- **What you have to do**
Emit the data below verbatim, stripping out any pictures.

** Opening Information provided block **

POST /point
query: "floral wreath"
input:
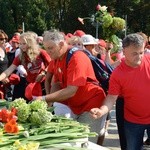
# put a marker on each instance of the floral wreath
(111, 25)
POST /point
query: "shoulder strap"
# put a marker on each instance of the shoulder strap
(70, 53)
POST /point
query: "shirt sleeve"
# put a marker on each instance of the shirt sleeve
(114, 83)
(16, 61)
(51, 67)
(79, 69)
(46, 58)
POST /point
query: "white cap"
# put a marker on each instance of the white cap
(88, 39)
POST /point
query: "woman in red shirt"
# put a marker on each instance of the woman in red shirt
(34, 59)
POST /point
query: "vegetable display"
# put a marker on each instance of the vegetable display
(38, 128)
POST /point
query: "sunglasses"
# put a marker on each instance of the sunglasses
(1, 39)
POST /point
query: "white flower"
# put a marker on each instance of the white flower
(103, 8)
(26, 134)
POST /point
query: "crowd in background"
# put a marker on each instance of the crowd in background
(34, 66)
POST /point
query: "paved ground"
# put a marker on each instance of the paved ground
(112, 140)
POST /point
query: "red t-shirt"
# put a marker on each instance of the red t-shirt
(133, 84)
(35, 67)
(79, 72)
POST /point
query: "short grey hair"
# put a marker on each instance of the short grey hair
(133, 39)
(53, 35)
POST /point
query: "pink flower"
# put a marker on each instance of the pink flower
(98, 7)
(81, 20)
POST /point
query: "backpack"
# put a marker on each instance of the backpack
(102, 71)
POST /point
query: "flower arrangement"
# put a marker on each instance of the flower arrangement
(111, 25)
(10, 120)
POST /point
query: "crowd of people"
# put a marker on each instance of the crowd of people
(34, 67)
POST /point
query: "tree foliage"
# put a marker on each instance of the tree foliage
(40, 15)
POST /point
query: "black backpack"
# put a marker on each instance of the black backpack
(102, 71)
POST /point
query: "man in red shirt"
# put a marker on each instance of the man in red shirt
(131, 79)
(75, 83)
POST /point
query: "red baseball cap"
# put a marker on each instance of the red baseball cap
(33, 89)
(15, 39)
(102, 43)
(79, 33)
(14, 79)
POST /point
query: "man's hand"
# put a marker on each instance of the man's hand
(5, 81)
(96, 113)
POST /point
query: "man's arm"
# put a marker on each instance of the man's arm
(62, 94)
(105, 108)
(7, 72)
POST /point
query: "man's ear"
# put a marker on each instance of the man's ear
(61, 44)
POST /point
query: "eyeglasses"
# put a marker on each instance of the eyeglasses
(2, 39)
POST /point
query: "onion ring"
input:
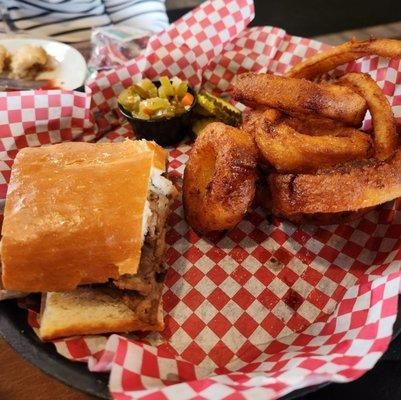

** Closing Information provided block **

- **Finished exercise**
POST /point
query: "floral wreath"
input:
# put a marker on each instance of the floral wreath
(111, 25)
POST /point
query: "shoulder strap"
# put a marker on each instance of the shoulder strap
(70, 53)
POST /point
query: "shirt sleeve"
# put a marker on each instance of the shirt sleeve
(114, 83)
(16, 61)
(51, 67)
(79, 69)
(46, 58)
POST /point
query: "white cap"
# put a marker on each instance of the white cap
(88, 39)
POST /point
query: "woman in red shirt"
# put a marker on each instance of the woman in red shirt
(34, 59)
POST /point
query: "vegetable display"
# put a marker on each instance of the vegetable display
(38, 128)
POST /point
query: "sunglasses"
# put a marker on each instance of the sunglasses
(1, 39)
POST /point
query: "white flower"
# put a marker on each instance of the white flower
(103, 8)
(26, 134)
POST /point
query: "crowd in background"
# put a marker on each instance of the crowd in background
(34, 66)
POST /point
query: "paved ground"
# put a marker on each instance of the paved ground
(112, 140)
POST /point
query: "red t-shirt"
# put a marker on each instance of the red t-shirt
(133, 84)
(35, 67)
(79, 72)
POST /point
query: "short grey hair"
# put a marker on each instance of the short grey hair
(133, 39)
(53, 35)
POST /point
query: "pink flower"
# put a marker on each instance of the pink flower
(98, 7)
(81, 20)
POST /point
query: "backpack"
# put a marker on each instance of the backpack
(102, 71)
POST /point
query: "flower arrangement"
# put a marker on each instance of the flower arrangement
(111, 25)
(10, 120)
POST /point
query: "crowd of people"
# put a marker on each instance of the crowd of people
(34, 67)
POST /point
query: "tree foliage"
# put a marker on each instance of the tree foliage
(40, 15)
POST /point
query: "black backpack"
# put a marker on each instance of the black backpack
(102, 71)
POST /point
query: "man in red shirt"
# put a marker on each instance of the man in red shirt
(131, 79)
(75, 83)
POST /point
query: "red baseball cap"
# put a marker on each instance of the red baseball cap
(33, 89)
(15, 39)
(102, 43)
(79, 33)
(14, 79)
POST /point
query: "man's hand"
# put a marker on each instance of the man's hand
(5, 81)
(96, 113)
POST /point
query: "man's arm"
# put a marker on each instance of the man's arm
(62, 94)
(105, 108)
(7, 72)
POST /point
query: "man's ear"
# put a marker on each instance of the man's ear
(61, 44)
POST /point
query: "eyeglasses"
# put a marker on each instance of the eyeglasses
(2, 39)
POST /point
query: "onion ring"
input:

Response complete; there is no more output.